> **ACTIVITY 1**: From the essay about the book launch, list each measure by which the writer once judged the success of a day, a week or a year.
> **ACTIVITY 2**: In the essay about the book launch, what did the writer's sister give as a 40th birthday gift?
> **ACTIVITY 3**: Carry on the essay about the book launch from its last sentence.

The Launch

Last week my book the Teenager’s Book of Life launched in one hundred Dunnes Stores locations across the island of Ireland. It’s a funny phrase – ‘to launch a book’. In reality the book has been launching in my mind for years, like one of those lanterns you light a match under and it slowly takes flight.  It launched for real earlier this year. It was quickly a bestseller in Ireland and ordered online from the book’s website by people in thirteen countries around the world. But something makes me feel that the early success of the book is about to be eclipsed by what is to come, and with that success I will lose something I have come to love – my solitude.  

Earlier this year I celebrated my 40th birthday. As a gift my sister gave me the book Silence: In the Age of Noise by the explorer Erling Kagge, and even after reading the first page the other day I can see why I am nervous about The Launch. You see, I have grown to enjoy silence and not having a large to-do list. And I have become protective of that time and space uninterrupted by activity. My recent infatuation with silence is partly because I am a dad to six-year-old and one year old boys, so silence is in short supply for the most part. But also because for much of my life I measured the success of a day, a week, a year by how much I had achieved, how productive I had been and what I could show the world I had accomplished. But in the last year and a half I have come to understand that that phase of my life is over. I had wanted to step off that merry-go-round for some time but was too scared to do so, petrified that if I wasn’t as productive as some of the insanely busy business people I had coached, I would feel terrible, see myself as a lazy, good-for-nothing and probably end up living on the streets. That’s what lay beneath my reluctance to giving up a life of high productivity and step away from the frenzy of activity that I had become addicted to.

> **DATA TO EXAMINE**:
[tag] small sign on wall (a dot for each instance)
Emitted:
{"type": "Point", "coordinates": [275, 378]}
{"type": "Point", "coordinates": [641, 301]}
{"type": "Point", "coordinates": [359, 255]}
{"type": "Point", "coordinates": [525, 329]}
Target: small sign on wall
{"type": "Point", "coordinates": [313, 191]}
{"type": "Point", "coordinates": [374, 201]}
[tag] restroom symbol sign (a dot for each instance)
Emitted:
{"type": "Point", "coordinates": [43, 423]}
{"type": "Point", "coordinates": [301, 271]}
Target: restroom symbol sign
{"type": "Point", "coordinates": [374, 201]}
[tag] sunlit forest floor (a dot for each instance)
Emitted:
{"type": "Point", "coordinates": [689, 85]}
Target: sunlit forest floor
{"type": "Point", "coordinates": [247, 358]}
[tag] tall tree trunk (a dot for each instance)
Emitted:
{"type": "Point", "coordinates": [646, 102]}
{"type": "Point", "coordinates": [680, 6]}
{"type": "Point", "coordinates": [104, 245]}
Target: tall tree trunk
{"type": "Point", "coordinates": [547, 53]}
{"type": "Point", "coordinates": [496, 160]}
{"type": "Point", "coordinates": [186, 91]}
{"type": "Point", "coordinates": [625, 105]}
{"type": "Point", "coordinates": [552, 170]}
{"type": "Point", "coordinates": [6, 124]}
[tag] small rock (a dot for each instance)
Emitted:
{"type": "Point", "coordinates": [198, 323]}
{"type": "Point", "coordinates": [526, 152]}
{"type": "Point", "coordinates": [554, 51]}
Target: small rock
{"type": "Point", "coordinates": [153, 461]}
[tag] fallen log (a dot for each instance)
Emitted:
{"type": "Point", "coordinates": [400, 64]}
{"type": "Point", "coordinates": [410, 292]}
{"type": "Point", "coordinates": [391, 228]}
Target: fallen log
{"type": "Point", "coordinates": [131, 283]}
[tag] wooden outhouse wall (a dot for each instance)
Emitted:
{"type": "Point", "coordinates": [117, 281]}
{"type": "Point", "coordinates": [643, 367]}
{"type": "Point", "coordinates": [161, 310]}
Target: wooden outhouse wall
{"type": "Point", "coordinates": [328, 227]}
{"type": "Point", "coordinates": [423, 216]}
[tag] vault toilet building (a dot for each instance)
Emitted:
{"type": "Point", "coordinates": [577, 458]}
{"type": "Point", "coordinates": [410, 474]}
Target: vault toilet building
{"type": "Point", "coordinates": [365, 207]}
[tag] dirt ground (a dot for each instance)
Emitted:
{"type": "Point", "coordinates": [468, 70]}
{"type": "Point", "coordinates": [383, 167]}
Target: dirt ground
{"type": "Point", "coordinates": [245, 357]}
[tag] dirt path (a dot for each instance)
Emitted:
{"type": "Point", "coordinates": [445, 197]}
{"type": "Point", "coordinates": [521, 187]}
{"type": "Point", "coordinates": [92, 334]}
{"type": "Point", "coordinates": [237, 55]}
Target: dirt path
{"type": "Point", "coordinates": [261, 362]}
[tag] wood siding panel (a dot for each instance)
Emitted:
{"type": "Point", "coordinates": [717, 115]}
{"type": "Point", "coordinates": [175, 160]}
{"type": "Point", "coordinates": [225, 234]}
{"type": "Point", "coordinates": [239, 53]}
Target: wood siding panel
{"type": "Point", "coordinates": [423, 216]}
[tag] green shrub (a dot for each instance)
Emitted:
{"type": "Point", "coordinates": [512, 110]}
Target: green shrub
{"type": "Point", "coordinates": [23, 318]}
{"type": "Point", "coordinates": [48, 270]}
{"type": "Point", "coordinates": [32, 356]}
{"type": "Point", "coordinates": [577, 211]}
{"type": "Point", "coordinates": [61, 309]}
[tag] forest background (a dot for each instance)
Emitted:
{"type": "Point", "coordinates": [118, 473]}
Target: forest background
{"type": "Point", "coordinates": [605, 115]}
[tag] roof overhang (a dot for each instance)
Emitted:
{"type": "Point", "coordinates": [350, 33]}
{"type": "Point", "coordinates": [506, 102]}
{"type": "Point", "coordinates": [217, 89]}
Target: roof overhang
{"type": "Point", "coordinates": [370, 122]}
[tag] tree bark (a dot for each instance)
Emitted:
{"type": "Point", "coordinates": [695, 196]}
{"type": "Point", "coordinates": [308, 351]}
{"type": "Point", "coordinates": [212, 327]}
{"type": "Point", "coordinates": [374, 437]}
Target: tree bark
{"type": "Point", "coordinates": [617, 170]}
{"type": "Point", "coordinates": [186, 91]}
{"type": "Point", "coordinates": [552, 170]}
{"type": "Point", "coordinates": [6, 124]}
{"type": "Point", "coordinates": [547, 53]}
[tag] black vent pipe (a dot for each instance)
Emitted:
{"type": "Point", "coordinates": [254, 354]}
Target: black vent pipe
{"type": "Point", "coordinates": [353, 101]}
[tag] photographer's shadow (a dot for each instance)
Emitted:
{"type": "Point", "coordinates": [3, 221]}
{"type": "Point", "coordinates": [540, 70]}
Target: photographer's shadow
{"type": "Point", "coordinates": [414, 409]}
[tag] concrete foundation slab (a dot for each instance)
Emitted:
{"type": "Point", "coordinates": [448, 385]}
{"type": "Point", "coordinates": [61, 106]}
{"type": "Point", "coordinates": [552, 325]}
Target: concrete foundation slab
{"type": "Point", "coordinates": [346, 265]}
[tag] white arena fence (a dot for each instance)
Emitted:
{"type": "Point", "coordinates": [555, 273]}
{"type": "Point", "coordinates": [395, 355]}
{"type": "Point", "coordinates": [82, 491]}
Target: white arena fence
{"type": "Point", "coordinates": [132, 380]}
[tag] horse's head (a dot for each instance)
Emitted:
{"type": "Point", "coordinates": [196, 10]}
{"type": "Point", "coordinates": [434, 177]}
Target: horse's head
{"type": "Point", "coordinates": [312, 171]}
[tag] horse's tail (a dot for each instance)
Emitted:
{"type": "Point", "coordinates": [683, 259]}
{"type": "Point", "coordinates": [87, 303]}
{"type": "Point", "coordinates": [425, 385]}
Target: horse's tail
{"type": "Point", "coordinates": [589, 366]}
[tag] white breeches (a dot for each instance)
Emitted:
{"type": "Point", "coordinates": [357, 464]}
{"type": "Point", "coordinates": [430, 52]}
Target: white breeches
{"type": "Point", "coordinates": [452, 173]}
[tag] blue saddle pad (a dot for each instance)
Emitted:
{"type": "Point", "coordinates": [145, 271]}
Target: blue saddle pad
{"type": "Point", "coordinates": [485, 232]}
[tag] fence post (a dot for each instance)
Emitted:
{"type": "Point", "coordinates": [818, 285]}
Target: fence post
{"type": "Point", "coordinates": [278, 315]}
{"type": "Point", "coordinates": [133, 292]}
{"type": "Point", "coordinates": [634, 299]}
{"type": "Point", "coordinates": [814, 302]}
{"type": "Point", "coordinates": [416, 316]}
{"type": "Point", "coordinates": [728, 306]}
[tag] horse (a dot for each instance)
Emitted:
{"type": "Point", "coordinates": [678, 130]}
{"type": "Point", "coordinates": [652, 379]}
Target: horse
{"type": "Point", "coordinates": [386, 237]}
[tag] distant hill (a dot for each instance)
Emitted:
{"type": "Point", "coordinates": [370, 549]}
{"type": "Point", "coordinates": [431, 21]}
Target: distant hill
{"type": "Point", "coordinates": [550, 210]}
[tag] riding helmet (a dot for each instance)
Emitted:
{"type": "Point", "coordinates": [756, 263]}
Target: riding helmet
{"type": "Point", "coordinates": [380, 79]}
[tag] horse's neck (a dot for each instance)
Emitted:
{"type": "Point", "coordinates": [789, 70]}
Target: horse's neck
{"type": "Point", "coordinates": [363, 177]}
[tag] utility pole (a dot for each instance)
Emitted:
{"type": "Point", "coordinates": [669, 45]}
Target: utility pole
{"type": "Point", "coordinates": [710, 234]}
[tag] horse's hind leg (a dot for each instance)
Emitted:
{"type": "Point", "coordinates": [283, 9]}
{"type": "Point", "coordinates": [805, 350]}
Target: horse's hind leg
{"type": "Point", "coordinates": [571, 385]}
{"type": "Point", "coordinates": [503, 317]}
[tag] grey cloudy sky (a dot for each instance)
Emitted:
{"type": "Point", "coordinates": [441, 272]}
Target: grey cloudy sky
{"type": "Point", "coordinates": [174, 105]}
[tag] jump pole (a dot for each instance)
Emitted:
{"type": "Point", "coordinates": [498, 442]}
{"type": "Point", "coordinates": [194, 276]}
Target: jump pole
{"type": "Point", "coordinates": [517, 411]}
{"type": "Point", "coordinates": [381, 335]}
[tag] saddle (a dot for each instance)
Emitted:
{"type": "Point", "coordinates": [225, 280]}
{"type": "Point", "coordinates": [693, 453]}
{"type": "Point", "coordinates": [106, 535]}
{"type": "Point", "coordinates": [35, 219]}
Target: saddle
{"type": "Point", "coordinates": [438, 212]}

> **EXERCISE ANSWER 1**: How much the writer had achieved; how productive the writer had been; what the writer could show the world had been accomplished.

> **EXERCISE ANSWER 2**: The book Silence: In the Age of Noise by the explorer Erling Kagge.

> **EXERCISE ANSWER 3**:
Then Covid-19 hit and I could no longer coach those high achieving business people. And something interesting happened. I began to write, and I liked it. And one day I started writing a book for teenagers and their parents and it was like I had found the bowl of porridge that was just right. The words tumbled out and I followed where they led. It was a very intimate experience. I would go to a small office in a very ordinary industrial estate in a County Wicklow in the east of Ireland and I would just get lost in the words on the page. All the while I had a mantra that guided me. I pinned it to the wall in front of my writing desk, beside a photo of my maternal grandmother, who I always felt good around. That manta was:

Don’t write to please anyone, write with daring honesty.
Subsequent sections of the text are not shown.